# Cosa produrre:
Puoi riportare parola per parola, dal resoconto del viaggio in Libia, tutto ciò che va da "Luigi e Norma" fino a "molteplici ed opposti."?
══ Testo del documento ══
Originally Posted Friday, July 23, 2004
VIAGGIO IN LIBIA 2003
Viaggio effettuato dal 10 Gennaio al 4 Marzo
A cura di Francesco Desideri
Il progetto di un viaggio in Libia con il camper incontra inizialmente diverse difficoltà reali ed immaginarie, da quelle burocratiche per il visto per il passaggio della frontiera con l’accompagnamento obbligatorio da parte di guardie e guide turistiche,a quelle psicologiche ed emotive connesse col clima politico internazionale, in continua ebollizione, che tiene sulla corda chi si appresta ad affrontare le grandi distanze dei deserti e la singolarità della nazione libica, apertasi da non molto al turismo di massa.
L’ACTI Camperally Club di Reggio ha curato l’espletamento di tutte le pratiche per il suo Camperally Libia 2003, svoltosi dal 10 Gennaio al 4 Marzo, al quale abbiamo partecipato formando un gruppo di 13 camper.
Luigi e Norma Zaccheo, che avevano approntato l’itinerario sulla base di precedenti esperienze, ne sono stati i pazienti ed esperti organizzatori e conduttori.
L’Africa si estende al centro del globo e il vasto continente albergò e vide svilupparsi in evoluzione le più varie forme di vita; il suo paesaggio assunse ed assume tuttora gli aspetti più diversi, molteplici ed opposti.
La Libia, secondo Mu’ammar Gheddafi, il suo capo indiscusso da decenni, è il cuore dell’Africa e se ne proclama polo d’aggregazione morale e politica per la formazione di una grande comunità economica e sociale africana.
Per noi la Libia è quell’immenso “scatolone di sabbia” dalle cui viscere sgorga il petrolio, il tesoro dei nostri tempi e nelle quali, in tempi più recenti, sono stati scoperti incalcolabili, ma non illimitati depositi di acqua fossile, riportata in superficie e distribuita dal sud verso il lontano nord dal Grande Fiume Costruito dall’Uomo per far fiorire il deserto e sfruttarlo a fini agricoli e produttivi.
Il vero oro della Libia, però, non è solo il petrolio, ma la sabbia, come dice Ibrahim, la guardia turistica assegnataci dall’agenzia libica per tutto il viaggio. Sentiamo che ha ragione, perché è il deserto che esercita il massimo fascino ed attrazione e stimola la voglia di viaggio degli occidentali malati d’Africa.
Distanziati da quattro o cinque tipi di deserto, i non numerosi centri abitati del vasto paese sono poli di vita nei quali si assiste ad un animarsi improvviso di gente, armenti e mezzi motorizzati che trovano spazio tra il verde delle palme, delle acacie, degli eucalipti e di appezzamenti coltivati. Fa impressione a chi percorre un itinerario, come all’improvviso l’animazione di questi centri finisca e ricominci monotono l’alternarsi nei vari aspetti dello spazio desertico.
═══
══ Dati mostrati ══
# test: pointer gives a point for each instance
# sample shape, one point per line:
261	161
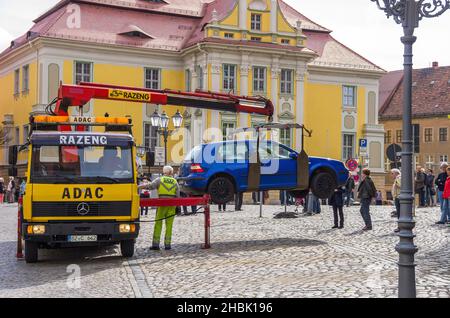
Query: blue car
226	168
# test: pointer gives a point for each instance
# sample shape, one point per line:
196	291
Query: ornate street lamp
408	13
162	123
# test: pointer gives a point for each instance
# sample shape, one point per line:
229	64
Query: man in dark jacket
440	182
337	202
366	193
419	185
349	187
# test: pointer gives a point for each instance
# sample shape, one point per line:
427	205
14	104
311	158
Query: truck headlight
127	228
36	229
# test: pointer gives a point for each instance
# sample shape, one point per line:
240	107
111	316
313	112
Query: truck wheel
127	248
31	252
221	190
323	185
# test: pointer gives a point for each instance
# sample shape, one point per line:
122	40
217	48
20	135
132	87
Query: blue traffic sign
363	143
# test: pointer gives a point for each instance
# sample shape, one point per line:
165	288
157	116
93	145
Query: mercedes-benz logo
83	208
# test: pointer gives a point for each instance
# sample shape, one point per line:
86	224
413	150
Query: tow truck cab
81	191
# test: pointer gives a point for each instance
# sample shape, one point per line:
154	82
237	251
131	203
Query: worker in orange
167	187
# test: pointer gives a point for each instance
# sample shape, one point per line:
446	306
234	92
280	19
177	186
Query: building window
388	137
428	134
443	134
256	22
227	127
259	79
150	136
26	78
17	136
229	77
153	78
349	93
83	72
16	81
399	136
286	137
199	71
286	81
26	132
348	150
188	78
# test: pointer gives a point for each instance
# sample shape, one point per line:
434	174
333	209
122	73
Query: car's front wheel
323	185
221	190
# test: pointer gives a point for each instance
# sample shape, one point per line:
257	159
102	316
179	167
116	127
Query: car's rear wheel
323	185
299	194
221	190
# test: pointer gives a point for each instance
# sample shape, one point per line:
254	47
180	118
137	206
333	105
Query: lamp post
408	13
162	123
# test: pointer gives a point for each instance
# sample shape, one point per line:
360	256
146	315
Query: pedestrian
239	201
430	191
10	190
223	207
144	194
337	202
2	190
167	187
396	188
379	198
445	217
23	186
349	188
366	193
419	185
440	183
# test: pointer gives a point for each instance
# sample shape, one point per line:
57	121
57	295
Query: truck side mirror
150	159
12	155
12	171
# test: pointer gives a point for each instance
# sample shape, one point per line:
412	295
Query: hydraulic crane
79	95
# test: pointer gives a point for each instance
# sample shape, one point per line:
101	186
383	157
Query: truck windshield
82	164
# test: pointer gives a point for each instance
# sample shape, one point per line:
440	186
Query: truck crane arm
79	95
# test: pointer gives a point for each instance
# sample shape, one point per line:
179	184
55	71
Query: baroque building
247	47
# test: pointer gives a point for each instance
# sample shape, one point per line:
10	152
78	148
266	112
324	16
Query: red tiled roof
431	94
172	26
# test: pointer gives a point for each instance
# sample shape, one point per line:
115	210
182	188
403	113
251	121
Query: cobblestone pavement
250	257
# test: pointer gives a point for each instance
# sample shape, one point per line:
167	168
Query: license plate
82	238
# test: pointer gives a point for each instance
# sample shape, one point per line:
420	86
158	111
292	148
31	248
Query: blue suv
226	168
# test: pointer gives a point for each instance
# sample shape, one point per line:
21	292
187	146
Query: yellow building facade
246	47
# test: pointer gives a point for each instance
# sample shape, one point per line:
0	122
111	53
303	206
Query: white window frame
349	96
17	81
259	76
230	125
446	138
154	136
84	75
256	22
287	82
284	138
229	77
150	81
25	78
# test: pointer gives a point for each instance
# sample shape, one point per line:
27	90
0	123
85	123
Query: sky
358	24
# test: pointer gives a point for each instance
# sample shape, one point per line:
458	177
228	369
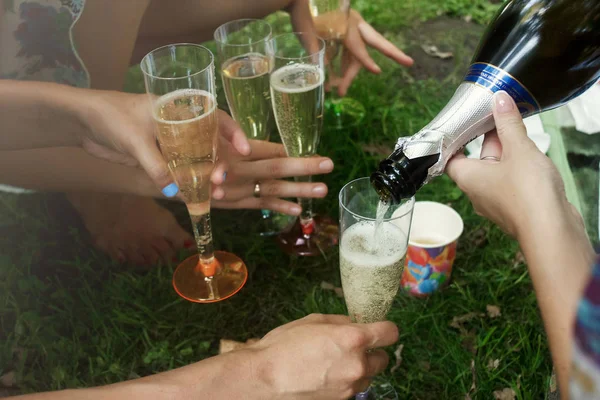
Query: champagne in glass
297	92
245	68
297	95
180	83
331	18
373	245
246	84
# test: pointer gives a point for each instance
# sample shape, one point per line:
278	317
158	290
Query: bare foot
131	228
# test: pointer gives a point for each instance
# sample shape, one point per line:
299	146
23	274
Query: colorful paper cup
431	248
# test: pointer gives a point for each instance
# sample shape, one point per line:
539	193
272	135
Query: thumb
509	124
145	150
467	173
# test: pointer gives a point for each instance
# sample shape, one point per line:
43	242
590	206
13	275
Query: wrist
67	104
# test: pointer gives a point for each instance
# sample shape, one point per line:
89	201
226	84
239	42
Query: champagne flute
245	67
372	251
297	94
330	18
180	82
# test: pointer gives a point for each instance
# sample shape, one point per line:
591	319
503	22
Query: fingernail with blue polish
170	190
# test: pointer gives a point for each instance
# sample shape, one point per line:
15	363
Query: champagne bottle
543	53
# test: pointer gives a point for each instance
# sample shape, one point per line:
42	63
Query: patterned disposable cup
431	248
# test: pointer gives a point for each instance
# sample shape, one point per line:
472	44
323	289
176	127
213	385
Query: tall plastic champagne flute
180	82
245	68
331	22
372	252
297	95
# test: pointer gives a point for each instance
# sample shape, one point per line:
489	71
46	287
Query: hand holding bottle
513	184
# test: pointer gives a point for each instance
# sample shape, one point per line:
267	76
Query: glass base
273	223
191	283
379	390
345	112
325	234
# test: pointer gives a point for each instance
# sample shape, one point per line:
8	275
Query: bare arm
64	169
284	365
221	378
34	115
524	194
559	256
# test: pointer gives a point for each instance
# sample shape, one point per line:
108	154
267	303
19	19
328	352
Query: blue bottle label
495	79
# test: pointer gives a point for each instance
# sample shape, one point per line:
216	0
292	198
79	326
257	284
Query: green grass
69	317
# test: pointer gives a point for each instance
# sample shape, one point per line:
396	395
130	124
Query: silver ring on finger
256	192
491	158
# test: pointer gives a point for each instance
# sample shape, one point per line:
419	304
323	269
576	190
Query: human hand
323	357
267	164
356	55
513	184
121	129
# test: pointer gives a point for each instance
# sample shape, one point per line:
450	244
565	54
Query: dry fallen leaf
505	394
479	237
398	354
519	259
329	286
9	379
433	51
493	364
493	311
226	345
473	385
377	149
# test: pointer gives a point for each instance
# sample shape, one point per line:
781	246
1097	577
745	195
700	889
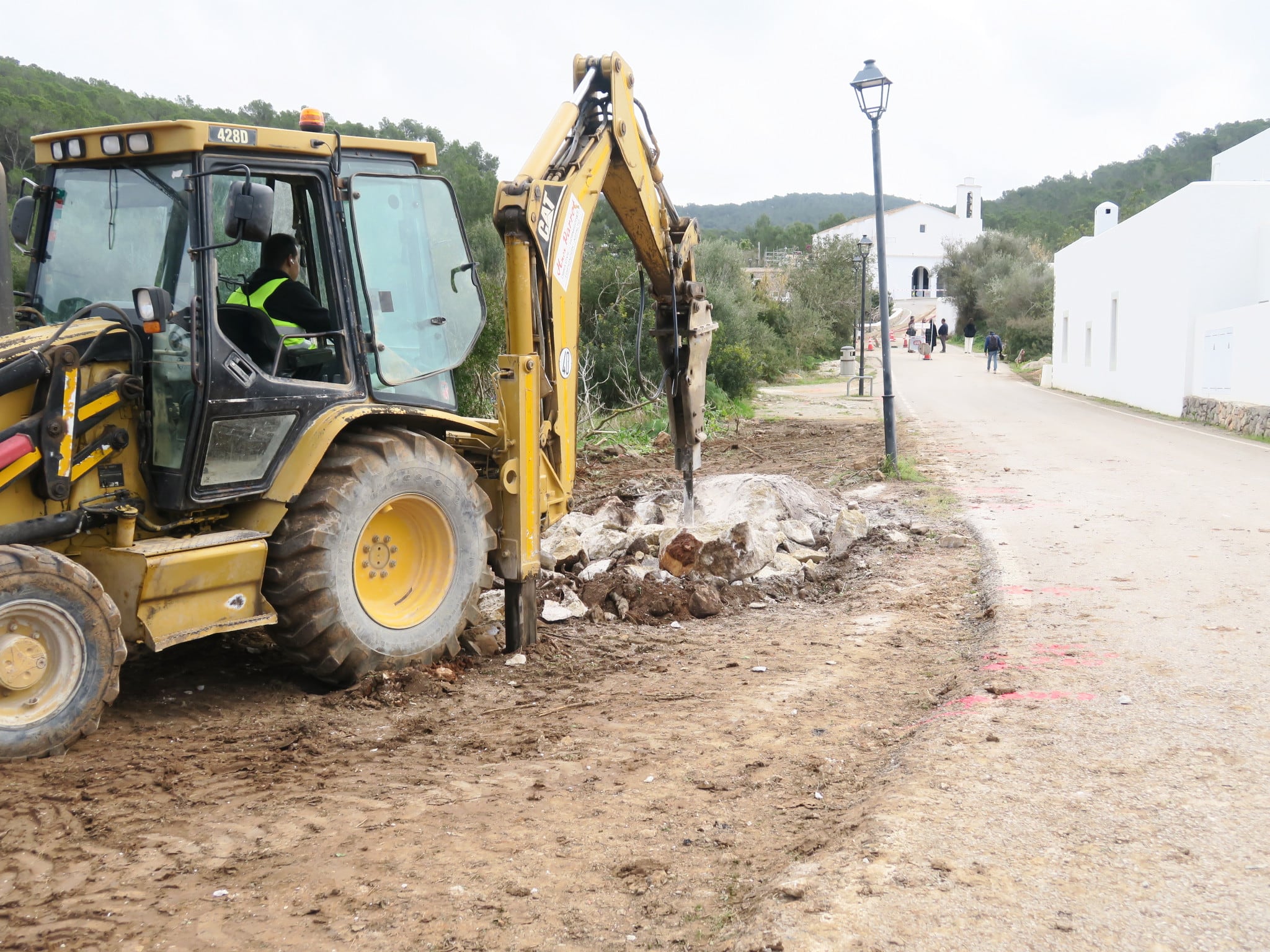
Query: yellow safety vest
258	299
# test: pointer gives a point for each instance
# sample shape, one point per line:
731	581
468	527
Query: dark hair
277	249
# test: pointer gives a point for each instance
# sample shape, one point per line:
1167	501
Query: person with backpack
992	347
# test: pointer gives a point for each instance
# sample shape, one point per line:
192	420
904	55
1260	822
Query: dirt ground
631	786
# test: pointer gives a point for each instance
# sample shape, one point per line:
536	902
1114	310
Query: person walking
992	348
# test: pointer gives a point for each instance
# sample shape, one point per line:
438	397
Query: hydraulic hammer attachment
685	348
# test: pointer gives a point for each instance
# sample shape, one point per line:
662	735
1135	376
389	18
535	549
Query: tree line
1057	211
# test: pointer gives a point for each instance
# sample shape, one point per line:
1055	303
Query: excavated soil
630	786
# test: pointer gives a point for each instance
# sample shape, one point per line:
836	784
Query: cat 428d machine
172	466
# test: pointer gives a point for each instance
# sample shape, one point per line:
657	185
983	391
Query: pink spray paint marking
1061	591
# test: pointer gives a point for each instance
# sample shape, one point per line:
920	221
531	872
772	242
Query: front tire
60	653
381	560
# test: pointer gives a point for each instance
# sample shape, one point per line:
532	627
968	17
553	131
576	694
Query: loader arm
593	146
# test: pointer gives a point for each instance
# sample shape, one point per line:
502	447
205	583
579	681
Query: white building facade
1169	309
915	242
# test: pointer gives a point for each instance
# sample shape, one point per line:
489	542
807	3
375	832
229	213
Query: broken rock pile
631	557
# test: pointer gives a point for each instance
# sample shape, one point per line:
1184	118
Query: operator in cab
275	288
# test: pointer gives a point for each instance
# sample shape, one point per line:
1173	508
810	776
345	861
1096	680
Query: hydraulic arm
593	146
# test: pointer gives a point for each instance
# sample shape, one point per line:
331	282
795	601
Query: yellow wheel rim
41	660
406	562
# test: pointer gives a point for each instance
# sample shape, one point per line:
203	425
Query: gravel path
1114	794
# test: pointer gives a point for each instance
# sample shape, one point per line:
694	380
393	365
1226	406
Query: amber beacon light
311	120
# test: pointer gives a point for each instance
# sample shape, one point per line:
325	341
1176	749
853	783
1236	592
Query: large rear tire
381	560
60	653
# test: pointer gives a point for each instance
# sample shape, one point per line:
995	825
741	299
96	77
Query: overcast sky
748	99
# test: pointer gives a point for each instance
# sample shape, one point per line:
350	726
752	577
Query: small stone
704	602
554	612
598	568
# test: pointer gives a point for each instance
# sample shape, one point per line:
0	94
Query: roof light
311	120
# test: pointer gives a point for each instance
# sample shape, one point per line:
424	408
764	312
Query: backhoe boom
593	146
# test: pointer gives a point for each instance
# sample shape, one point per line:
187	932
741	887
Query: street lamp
873	93
865	248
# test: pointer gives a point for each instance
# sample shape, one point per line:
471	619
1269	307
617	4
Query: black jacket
291	301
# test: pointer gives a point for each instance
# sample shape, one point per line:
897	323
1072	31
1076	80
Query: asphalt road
1123	800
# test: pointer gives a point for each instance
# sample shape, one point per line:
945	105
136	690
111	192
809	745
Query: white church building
1170	309
915	243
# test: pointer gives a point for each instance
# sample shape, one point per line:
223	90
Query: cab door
417	284
254	409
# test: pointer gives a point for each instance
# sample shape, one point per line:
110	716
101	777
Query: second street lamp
873	93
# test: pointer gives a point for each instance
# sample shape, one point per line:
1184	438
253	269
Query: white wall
1248	162
1194	253
907	244
1230	355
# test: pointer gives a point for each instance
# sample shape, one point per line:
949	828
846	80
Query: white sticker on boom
571	236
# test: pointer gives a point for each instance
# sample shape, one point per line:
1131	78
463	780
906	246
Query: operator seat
253	333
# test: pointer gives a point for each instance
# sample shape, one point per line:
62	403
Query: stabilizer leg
521	615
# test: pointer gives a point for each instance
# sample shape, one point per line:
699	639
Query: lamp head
873	90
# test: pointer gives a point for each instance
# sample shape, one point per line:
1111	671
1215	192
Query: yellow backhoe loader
174	466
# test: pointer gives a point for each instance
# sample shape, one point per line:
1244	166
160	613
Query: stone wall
1251	419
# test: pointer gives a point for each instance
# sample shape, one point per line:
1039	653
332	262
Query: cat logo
546	219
═══
# Esito del compito:
Luigi e Norma Zaccheo, che avevano approntato l’itinerario sulla base di precedenti esperienze, ne sono stati i pazienti ed esperti organizzatori e conduttori.
L’Africa si estende al centro del globo e il vasto continente albergò e vide svilupparsi in evoluzione le più varie forme di vita; il suo paesaggio assunse ed assume tuttora gli aspetti più diversi, molteplici ed opposti.